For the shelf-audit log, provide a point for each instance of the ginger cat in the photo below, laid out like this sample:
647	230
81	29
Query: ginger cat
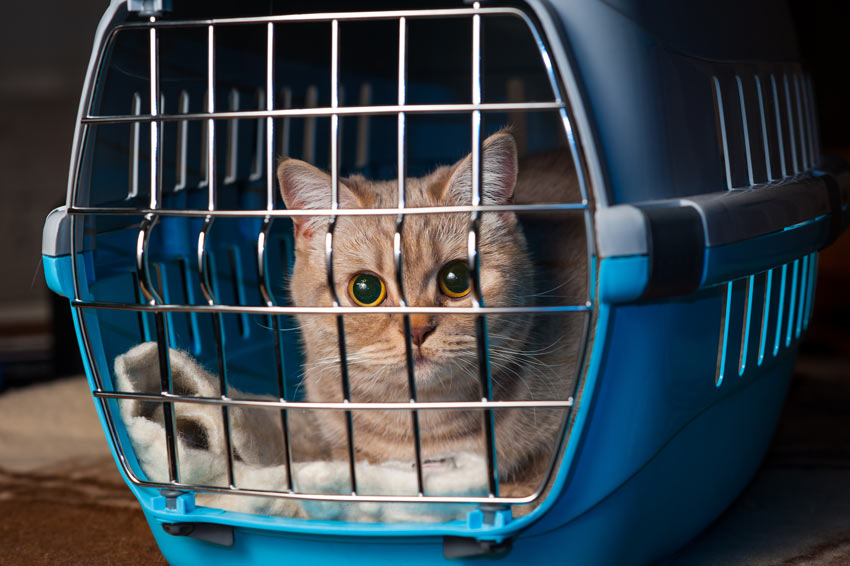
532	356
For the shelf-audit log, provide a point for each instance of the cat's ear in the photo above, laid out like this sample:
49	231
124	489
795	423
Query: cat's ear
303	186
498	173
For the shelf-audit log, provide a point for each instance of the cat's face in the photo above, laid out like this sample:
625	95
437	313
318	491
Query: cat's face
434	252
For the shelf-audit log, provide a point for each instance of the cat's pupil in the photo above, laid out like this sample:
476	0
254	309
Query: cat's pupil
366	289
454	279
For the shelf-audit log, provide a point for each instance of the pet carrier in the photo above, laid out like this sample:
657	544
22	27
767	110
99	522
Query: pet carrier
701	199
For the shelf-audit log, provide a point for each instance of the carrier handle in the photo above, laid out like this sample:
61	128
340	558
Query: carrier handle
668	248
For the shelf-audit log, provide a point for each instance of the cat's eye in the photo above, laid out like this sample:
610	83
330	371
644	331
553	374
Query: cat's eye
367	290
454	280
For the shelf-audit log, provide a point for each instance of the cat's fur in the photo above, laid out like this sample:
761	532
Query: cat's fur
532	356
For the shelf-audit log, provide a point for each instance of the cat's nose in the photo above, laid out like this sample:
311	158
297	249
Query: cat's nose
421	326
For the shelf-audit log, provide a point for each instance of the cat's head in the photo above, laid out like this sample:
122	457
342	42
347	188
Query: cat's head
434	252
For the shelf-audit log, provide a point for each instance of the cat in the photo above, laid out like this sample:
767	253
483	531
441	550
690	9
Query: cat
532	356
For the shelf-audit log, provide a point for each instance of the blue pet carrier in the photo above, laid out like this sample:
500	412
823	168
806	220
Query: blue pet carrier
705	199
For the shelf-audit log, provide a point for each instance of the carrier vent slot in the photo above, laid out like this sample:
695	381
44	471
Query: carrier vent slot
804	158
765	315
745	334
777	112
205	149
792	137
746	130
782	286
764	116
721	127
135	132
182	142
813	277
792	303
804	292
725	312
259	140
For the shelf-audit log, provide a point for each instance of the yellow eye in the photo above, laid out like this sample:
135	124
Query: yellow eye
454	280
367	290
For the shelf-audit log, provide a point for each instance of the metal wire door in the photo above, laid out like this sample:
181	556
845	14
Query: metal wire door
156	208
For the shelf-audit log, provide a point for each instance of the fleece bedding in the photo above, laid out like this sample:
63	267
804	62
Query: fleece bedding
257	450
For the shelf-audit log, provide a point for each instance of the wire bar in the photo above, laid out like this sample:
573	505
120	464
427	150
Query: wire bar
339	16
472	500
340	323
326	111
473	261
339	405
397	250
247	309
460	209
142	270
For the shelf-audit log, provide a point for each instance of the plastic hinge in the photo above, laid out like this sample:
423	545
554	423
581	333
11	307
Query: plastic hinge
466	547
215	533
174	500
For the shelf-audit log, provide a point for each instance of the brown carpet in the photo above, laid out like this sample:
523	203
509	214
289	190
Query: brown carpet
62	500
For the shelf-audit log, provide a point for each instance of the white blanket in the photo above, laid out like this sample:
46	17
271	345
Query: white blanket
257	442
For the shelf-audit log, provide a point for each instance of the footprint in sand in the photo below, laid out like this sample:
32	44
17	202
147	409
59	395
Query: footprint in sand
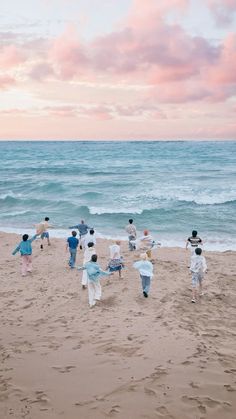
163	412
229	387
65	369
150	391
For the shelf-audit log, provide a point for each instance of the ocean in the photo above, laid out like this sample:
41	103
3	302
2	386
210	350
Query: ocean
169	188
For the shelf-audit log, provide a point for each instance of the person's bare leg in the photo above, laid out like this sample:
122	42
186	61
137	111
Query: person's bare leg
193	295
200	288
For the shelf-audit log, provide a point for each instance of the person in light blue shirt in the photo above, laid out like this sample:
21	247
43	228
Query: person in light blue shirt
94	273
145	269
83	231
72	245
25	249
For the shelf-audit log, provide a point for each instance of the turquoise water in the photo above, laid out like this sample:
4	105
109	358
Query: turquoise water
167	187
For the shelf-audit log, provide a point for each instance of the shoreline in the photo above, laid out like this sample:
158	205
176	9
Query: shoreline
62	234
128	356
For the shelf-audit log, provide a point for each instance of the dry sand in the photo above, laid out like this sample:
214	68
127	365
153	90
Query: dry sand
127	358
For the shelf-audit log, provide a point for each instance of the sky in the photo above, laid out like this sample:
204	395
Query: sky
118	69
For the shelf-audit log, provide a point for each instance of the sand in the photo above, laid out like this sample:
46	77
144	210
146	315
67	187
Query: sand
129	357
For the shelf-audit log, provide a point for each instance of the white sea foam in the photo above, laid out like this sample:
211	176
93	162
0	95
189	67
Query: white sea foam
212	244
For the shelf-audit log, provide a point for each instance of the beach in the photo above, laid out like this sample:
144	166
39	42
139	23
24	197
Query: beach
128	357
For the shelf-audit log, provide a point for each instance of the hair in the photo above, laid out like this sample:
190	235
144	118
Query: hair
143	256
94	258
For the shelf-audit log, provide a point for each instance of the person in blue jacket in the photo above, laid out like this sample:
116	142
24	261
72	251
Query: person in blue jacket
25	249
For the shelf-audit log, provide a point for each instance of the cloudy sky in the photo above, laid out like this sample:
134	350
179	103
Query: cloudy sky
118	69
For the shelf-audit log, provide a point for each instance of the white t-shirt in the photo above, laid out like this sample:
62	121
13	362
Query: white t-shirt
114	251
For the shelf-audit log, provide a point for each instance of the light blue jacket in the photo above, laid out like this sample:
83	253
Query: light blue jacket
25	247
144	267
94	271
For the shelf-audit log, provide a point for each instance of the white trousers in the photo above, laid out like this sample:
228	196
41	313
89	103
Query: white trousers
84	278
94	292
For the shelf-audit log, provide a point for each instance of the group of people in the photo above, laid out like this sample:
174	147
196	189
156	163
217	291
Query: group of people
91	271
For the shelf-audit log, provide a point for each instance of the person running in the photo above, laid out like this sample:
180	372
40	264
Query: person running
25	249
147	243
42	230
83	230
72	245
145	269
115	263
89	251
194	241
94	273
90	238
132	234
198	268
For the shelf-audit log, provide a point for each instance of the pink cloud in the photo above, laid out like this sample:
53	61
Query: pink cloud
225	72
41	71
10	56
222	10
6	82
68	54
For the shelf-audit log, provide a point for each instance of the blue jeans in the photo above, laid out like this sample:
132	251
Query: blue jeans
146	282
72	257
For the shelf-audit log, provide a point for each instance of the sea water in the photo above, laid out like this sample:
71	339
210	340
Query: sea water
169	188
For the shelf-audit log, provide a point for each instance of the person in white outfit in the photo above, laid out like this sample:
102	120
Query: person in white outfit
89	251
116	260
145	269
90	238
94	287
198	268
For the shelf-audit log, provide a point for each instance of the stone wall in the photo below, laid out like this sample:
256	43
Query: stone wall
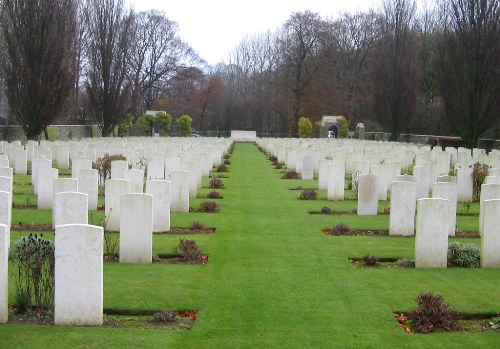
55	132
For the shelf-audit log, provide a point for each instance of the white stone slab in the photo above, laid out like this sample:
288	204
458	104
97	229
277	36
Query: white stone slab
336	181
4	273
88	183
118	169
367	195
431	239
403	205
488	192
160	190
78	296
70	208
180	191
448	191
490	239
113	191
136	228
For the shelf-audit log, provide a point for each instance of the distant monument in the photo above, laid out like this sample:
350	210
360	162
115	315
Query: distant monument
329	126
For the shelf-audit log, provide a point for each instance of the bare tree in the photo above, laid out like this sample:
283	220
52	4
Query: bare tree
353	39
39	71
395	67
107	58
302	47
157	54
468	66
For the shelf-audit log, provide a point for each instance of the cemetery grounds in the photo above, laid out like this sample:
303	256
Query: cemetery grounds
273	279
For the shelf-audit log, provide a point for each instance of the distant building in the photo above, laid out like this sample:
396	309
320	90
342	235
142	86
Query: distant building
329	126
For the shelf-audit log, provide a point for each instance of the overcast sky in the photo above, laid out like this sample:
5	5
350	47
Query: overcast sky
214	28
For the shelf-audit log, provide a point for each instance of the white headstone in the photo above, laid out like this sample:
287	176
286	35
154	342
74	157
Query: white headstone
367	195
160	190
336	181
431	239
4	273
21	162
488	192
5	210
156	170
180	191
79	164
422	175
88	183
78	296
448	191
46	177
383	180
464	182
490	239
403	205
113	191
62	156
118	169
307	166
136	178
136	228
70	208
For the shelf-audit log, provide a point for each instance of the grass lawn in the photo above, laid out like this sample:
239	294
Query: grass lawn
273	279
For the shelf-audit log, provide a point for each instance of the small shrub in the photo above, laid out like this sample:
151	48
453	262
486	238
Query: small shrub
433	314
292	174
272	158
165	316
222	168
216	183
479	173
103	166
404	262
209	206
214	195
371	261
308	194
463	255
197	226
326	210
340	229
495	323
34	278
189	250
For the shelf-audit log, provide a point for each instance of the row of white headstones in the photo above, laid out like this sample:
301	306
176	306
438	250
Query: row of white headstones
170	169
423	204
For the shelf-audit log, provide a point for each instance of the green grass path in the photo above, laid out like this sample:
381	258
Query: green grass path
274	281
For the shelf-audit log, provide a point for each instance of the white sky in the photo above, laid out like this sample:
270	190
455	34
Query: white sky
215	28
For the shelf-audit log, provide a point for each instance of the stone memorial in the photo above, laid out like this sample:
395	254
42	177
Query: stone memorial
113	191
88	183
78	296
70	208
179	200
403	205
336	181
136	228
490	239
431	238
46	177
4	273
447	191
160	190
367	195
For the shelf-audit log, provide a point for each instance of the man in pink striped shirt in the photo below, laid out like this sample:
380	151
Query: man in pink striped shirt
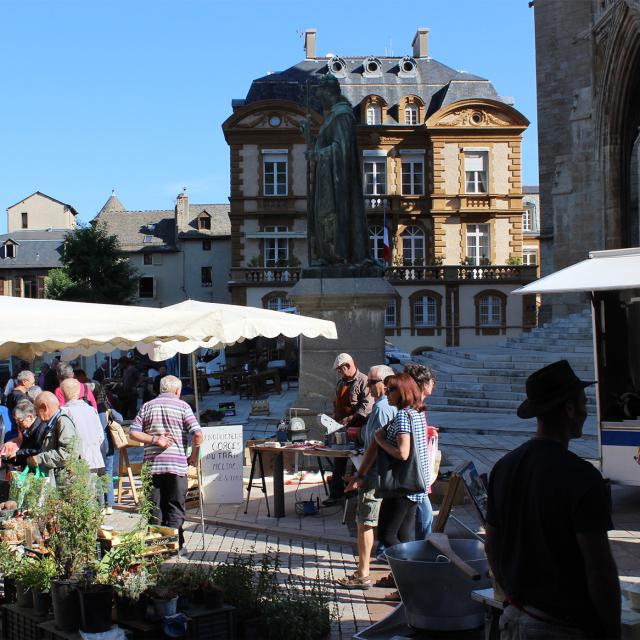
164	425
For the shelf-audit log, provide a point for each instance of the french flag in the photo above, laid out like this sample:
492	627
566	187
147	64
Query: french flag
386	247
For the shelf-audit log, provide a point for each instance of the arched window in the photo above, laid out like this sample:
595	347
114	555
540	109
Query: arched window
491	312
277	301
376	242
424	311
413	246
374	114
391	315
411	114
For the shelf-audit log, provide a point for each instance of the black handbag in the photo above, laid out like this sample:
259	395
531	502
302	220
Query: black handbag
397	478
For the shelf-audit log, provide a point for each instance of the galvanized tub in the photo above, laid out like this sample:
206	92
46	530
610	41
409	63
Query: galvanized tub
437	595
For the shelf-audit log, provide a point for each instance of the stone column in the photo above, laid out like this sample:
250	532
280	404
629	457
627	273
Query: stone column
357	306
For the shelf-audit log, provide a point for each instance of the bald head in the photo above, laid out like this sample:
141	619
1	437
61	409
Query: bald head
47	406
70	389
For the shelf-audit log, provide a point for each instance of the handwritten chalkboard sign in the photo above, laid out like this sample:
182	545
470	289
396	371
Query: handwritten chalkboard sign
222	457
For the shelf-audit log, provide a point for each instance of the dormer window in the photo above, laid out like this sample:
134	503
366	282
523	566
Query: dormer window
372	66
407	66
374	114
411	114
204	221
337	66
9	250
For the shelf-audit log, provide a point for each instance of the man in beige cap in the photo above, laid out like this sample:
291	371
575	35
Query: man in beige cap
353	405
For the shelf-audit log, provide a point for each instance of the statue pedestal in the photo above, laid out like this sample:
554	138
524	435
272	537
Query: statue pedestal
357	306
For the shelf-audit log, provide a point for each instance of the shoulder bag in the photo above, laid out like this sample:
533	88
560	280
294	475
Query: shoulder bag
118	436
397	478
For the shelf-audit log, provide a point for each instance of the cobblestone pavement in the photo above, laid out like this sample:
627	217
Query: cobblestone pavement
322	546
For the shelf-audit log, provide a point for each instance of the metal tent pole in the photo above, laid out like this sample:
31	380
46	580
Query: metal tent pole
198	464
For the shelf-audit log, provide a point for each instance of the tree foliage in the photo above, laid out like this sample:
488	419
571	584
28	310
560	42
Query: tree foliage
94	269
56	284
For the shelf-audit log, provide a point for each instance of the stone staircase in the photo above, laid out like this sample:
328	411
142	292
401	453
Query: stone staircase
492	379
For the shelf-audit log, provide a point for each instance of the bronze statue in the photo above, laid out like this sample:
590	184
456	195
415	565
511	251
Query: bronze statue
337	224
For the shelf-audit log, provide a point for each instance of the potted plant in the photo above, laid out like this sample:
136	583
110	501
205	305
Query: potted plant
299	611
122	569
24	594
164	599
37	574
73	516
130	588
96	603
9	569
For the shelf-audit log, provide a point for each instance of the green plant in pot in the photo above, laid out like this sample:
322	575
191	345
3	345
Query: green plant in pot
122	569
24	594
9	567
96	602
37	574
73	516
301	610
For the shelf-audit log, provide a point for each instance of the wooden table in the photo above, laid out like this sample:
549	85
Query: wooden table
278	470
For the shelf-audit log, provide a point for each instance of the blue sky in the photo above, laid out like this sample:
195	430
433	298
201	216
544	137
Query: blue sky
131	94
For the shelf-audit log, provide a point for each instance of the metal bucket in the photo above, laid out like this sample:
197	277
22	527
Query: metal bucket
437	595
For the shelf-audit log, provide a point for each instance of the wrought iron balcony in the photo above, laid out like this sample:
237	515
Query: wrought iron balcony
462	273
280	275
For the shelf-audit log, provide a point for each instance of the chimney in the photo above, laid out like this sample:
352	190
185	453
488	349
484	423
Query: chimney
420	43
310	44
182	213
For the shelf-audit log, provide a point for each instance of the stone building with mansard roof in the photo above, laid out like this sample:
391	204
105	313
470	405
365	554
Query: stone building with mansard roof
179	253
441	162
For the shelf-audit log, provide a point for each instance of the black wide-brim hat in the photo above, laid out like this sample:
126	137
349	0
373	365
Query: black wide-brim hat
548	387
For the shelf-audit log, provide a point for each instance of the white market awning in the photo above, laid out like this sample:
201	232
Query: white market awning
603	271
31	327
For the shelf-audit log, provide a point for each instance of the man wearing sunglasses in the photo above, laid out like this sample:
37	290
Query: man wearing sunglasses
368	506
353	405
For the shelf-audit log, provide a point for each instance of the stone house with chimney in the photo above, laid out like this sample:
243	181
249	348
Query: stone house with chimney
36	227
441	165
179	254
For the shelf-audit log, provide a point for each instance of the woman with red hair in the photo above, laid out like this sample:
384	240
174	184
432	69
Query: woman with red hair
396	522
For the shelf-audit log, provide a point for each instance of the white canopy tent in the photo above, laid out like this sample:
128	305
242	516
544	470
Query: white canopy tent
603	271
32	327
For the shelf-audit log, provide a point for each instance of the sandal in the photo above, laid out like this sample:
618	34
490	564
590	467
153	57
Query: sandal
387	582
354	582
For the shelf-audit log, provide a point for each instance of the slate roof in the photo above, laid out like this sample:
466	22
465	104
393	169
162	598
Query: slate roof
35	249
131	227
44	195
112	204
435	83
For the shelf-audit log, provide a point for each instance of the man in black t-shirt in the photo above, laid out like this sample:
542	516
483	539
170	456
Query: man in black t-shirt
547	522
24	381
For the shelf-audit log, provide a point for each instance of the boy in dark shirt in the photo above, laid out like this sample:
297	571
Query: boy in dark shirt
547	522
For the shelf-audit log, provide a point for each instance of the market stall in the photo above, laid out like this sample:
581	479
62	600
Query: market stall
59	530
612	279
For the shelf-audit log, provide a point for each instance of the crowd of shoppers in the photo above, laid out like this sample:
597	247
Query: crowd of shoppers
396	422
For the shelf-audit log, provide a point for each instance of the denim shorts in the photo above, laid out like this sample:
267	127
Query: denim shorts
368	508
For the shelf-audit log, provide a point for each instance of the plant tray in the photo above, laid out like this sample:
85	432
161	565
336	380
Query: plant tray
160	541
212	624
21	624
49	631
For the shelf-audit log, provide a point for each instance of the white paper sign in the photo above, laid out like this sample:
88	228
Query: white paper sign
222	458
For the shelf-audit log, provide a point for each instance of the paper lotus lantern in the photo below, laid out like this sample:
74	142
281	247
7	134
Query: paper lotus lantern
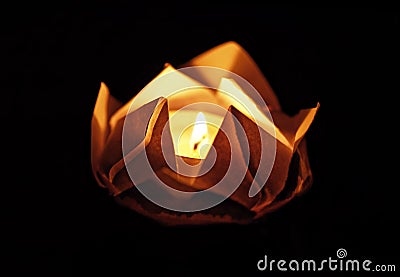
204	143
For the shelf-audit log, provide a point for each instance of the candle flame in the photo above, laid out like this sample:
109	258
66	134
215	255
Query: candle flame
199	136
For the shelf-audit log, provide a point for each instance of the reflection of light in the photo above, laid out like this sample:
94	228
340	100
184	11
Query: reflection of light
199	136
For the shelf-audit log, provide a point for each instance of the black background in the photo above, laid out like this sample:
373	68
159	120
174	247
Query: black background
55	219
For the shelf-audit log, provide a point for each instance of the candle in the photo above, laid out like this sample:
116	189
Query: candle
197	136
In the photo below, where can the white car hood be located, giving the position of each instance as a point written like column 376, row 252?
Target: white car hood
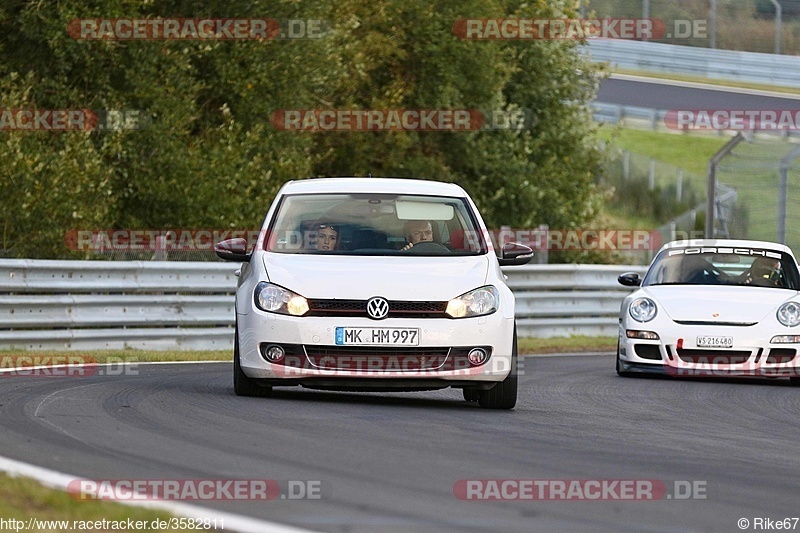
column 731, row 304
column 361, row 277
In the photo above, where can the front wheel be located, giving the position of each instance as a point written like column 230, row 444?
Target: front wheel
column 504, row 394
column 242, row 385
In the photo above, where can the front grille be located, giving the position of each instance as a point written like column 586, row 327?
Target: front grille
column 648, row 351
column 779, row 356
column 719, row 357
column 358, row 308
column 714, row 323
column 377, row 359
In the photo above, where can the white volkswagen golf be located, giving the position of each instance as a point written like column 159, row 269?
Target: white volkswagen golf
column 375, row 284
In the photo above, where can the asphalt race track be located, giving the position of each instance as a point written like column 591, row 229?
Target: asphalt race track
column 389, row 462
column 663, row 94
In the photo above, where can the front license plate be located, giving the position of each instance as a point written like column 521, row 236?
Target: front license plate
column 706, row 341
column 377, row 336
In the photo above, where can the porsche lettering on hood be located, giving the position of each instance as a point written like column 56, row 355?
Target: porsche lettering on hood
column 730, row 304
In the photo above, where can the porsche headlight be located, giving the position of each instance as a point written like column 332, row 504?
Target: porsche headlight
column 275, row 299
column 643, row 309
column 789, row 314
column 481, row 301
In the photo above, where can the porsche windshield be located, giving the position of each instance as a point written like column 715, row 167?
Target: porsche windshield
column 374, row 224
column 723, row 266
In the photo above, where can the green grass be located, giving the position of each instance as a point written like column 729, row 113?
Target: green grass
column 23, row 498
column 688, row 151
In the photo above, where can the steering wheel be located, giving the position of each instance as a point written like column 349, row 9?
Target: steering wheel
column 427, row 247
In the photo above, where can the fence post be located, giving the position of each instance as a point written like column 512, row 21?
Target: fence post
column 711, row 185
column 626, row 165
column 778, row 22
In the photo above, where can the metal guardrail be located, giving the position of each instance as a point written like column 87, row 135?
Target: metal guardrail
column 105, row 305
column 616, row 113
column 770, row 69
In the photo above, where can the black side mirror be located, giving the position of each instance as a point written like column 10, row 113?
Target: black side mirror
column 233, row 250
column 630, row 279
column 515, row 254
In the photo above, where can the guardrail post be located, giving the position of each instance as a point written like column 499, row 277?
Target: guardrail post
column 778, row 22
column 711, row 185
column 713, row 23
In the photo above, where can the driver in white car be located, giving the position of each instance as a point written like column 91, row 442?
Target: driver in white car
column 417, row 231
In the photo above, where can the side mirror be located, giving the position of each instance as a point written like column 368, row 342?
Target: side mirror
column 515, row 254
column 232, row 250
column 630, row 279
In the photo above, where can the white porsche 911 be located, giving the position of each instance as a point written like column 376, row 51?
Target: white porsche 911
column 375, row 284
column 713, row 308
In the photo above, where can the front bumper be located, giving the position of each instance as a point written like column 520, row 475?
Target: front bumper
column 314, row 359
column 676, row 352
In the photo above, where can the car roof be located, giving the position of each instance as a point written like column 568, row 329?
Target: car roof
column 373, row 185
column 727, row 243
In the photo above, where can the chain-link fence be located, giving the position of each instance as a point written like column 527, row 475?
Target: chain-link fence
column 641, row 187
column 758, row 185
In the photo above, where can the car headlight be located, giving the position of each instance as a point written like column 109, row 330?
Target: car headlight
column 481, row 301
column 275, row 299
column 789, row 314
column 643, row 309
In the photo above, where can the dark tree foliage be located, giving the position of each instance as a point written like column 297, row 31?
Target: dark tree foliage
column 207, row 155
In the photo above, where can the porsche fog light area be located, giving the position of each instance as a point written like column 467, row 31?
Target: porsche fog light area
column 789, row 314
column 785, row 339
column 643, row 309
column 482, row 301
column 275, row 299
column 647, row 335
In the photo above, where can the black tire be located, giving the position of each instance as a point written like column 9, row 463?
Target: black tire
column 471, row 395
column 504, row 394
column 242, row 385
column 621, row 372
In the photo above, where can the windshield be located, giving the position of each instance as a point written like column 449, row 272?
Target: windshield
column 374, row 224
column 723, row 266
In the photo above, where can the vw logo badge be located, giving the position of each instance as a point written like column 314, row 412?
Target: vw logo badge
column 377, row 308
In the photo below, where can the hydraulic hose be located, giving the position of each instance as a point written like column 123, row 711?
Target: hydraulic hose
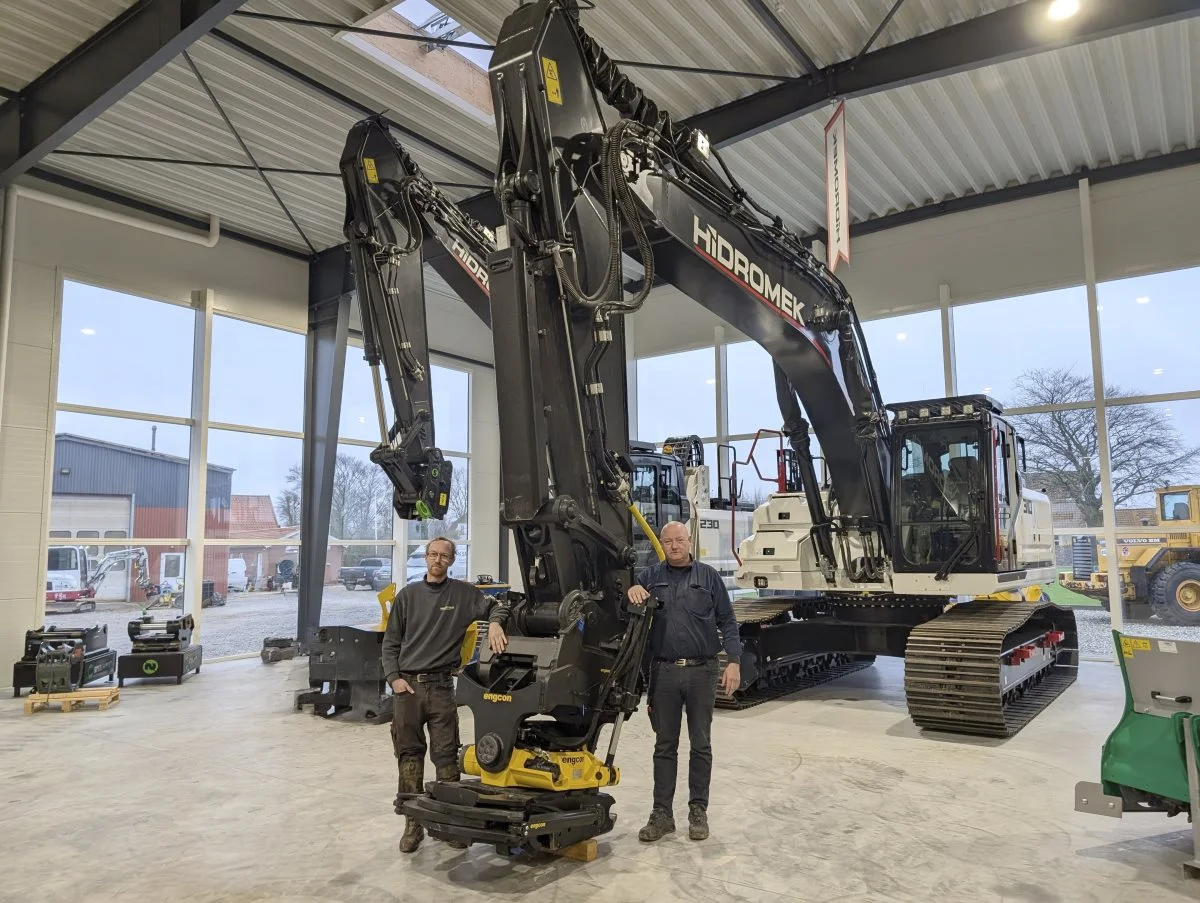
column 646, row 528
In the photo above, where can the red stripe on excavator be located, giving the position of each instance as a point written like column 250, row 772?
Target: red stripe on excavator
____
** Do this **
Write out exactly, and nothing more than, the lines of the entries above from the line containing "In the photo above, where can the vw" through the final line; omit any pictures.

** Exercise solution **
In the photo above, where can the vw logo badge be located, giving the position of each instance as a point written like column 314, row 412?
Target: vw logo badge
column 377, row 308
In the photo below, where can the hydraulic hose be located, giving the position of each instance as a point written like column 123, row 711?
Target: hydraulic hose
column 646, row 528
In the photo above, where can the red stripe on excavator be located, giving the position of each instance as a point written like column 250, row 772?
Target: red stripe on excavator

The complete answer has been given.